▶ TASK OBJECTIVE:
In your copy, leave out all pictures and reproduce every entry exactly.

▶ THE DATA:
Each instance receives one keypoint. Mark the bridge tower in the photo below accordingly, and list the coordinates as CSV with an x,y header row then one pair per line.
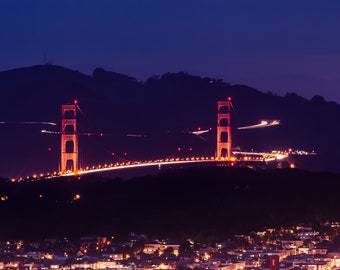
x,y
69,138
223,149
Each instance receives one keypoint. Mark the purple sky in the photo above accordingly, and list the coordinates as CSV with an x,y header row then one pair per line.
x,y
277,46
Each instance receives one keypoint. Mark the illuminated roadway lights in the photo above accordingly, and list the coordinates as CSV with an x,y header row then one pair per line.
x,y
68,136
223,129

▶ EXPECTED ANSWER:
Each instance receives one keypoint. Mark the bridge tower in the photo below accordingly, and list the coordinates as CSV with an x,y header row then one pair per line.
x,y
69,138
223,149
Each instance receives one keypoint. Mark the purple sky in the photo above accordingly, and list the coordinates as CSV with an x,y header row then one pair per line.
x,y
277,46
Each instance receives one keypoint. Mark the illuminated roadway lights in the photo above accordingly, and list the coordinates as CSV with an x,y header row then one pair per line.
x,y
68,136
223,129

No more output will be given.